EXERCISE DESCRIPTION: Please extend the forum thread about printing 4:3 photos on the Selphy CP910, continuing after its last sentence.

TEXT EXCERPT:
================

# Selphy CP910 print 4:3 photos no loss of image



## Red Squirrel (Feb 3, 2015)

Hi all,

Apologies if I'm asking a question that has already been asked. I did try searching the forums but I couldn't find anything useful.

I got a Canon Selphy CP910 for Christmas and I love the print quality compared with our All-In-One. I'm struggling with one thing though.

My digital camera takes photos at 4:3 ratio rather than 3:2, which is just how I like it. However let's say that I want to print a portrait 4:3 photo on the Selphy. Ideally, I want the whole image slightly smaller with an extra white bar along the top and bottom to compensate for the lack of data in those areas. (When you print using Snapfish, they call this TrueDigital.) Instead it lines up the top and bottom of the image with the perforations, and crops the sides.

Fair enough, I can understand that it doesn't have the settings to choose what I want. So I tried to fool it by importing the photo into a 6"x4" frame in PhotoShop Elements, and saving it as a 3:2 photo with white bars top and bottom and the full image showing at the sides. This works with my All-In-One, but I went to print it on the Selphy, and... it ignored my editing entirely. It printed it exactly as it would have done had I not bothered editing it - cropped the sides and pretended that my white bars weren't there. It printed the top and bottom right up to the perforations. Weird eh?

Has anyone got any ideas of how I can get it to print the whole image?

Thanks in advance!


----------



## neuroanatomist (Feb 3, 2015)

Odd. I have a CP900 and I adjust aspect ratios or print at specific sizes (e.g. passport photos) as you did, by putting the image(s) in a 4x6" canvas in PS, and it works fine. 

I'd suspect a driver issue of some sort. FWIW, I copy the images onto a spare SD card and pop it in the printer's slot.


----------



## Mt Spokane Photography (Feb 3, 2015)

You should be able to set margins in your software. They might be set to borderless. Make sure the driver is not set to borderless.

================

SUPPLIED DATA:
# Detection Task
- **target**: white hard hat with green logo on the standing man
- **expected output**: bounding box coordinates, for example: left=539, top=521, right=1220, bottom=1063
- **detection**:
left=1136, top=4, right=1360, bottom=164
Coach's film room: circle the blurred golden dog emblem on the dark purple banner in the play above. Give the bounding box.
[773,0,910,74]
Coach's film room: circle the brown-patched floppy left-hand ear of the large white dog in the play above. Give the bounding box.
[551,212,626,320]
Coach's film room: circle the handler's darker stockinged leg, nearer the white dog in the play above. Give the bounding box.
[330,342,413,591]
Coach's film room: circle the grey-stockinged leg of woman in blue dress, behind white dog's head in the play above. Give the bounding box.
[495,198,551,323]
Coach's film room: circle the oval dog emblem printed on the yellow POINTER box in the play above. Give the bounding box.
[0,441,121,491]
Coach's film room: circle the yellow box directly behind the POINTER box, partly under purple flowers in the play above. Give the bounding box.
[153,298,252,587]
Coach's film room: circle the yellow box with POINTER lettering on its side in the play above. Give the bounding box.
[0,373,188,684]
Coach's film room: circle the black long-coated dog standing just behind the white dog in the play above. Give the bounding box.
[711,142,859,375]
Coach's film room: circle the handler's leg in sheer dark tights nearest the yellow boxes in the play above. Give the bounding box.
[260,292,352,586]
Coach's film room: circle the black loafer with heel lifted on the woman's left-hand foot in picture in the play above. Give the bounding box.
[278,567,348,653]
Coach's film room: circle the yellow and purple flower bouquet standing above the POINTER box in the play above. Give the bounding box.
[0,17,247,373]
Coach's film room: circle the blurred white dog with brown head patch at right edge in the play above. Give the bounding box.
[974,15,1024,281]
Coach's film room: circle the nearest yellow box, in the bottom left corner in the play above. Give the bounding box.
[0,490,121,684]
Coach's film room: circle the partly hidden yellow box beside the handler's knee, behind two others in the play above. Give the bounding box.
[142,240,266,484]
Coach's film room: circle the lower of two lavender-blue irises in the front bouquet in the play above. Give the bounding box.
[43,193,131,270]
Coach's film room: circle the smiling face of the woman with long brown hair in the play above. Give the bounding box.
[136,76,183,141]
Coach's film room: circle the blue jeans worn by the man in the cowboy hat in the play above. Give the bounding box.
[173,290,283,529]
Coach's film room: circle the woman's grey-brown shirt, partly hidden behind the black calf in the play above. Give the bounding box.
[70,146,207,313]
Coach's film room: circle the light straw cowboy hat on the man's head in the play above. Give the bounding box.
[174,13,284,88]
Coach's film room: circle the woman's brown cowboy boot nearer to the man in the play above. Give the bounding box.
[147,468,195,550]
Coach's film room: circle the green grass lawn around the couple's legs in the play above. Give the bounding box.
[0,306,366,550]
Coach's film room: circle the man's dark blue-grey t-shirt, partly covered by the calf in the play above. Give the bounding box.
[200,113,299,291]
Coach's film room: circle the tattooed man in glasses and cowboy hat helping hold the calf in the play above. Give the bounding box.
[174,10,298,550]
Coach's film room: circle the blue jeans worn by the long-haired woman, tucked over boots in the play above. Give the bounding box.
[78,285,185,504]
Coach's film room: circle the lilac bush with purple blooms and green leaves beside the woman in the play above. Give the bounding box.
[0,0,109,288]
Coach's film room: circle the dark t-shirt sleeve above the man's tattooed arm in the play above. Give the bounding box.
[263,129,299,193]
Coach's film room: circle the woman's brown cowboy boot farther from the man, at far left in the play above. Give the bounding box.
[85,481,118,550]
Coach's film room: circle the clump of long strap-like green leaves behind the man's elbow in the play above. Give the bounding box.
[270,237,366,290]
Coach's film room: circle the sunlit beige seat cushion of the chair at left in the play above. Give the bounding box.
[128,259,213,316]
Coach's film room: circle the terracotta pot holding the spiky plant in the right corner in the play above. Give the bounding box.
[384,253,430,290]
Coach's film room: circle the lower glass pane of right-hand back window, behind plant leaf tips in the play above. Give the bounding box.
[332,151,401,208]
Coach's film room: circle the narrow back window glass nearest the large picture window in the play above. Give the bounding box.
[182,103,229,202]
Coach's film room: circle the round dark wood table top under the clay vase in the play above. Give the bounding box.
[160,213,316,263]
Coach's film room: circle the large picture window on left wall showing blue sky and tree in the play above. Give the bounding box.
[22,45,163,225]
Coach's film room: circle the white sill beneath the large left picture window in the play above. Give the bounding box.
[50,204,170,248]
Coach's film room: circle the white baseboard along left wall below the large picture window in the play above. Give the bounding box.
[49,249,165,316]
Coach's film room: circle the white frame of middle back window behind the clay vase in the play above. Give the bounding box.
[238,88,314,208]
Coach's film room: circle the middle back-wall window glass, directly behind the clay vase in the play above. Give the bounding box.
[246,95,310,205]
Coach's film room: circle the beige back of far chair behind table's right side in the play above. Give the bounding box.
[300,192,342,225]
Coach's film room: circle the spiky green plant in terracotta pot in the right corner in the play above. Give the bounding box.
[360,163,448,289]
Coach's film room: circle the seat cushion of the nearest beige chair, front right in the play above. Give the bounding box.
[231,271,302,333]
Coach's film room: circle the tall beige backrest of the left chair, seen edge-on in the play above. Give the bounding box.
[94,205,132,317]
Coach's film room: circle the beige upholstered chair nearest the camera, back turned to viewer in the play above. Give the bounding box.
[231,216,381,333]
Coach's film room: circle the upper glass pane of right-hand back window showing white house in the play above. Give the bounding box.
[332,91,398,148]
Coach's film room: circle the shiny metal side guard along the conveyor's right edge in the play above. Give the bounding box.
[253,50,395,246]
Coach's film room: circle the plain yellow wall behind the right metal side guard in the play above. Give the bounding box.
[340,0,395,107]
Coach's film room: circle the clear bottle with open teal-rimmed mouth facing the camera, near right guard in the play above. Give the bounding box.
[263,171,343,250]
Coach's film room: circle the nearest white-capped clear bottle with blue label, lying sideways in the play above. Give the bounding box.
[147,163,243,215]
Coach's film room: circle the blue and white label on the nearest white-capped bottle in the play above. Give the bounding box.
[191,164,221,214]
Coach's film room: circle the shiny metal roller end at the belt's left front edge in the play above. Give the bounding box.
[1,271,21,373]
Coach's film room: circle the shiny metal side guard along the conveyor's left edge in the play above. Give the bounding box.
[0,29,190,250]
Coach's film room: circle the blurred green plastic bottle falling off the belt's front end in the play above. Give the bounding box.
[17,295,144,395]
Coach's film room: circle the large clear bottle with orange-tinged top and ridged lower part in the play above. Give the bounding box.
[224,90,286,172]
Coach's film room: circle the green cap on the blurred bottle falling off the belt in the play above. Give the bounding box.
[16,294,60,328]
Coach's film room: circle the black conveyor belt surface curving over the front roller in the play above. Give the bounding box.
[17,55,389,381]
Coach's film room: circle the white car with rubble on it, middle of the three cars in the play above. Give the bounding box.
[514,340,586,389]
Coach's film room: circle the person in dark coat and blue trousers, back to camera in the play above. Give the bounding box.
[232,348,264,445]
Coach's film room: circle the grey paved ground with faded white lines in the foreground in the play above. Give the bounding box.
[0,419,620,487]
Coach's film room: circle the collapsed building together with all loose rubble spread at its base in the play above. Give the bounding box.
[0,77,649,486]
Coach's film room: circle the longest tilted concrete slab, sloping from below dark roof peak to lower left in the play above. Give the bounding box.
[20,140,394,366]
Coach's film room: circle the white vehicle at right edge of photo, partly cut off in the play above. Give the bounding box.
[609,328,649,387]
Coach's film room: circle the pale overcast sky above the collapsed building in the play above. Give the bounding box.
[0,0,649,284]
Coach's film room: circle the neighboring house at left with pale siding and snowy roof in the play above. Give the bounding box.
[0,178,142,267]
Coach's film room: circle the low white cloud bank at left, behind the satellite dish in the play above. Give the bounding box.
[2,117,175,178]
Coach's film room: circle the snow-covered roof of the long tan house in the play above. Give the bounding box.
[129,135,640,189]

================

EXERCISE RESULT:
----------



## Red Squirrel (Feb 3, 2015)

I forgot to say I'm using a MacBook Pro running OSX Mavericks. Sorry.

Yes, I did select borderless, because I wanted the biggest print that I could have, as the image was already going to be smaller than it wanted to print. Maybe that's the problem. I haven't had the same trouble with a border.

No margins settings. The only options I get are postcard borderless or postcard.

The printer came with a CD with the Mac driver on it, but it was so out of date that it wouldn't even install. I had to download it off the web-site. That driver is still the most up-to-date. It was only a few weeks ago. I could reinstall it though.

I haven't really played with the printer's settings. I kind of thought that they would be less detailed than the computer's, but I'm wondering now! I suppose if it still misbehaves using an SD card then it isn't the driver. I'll have a play when I next get time.

Thank you to you both, your time and suggestions are very much appreciated.


----------



## neuroanatomist (Feb 4, 2015)

I'm also a Mac user (MBP and MBA), wireless printing didn't work straight off, nor did USB via cable. Tried drivers from Apple and Canon. I use it maybe once every couple of months, so I just defaulted to the SD card. That was a couple of OS X versions back, I may give WiFi a try again at some point.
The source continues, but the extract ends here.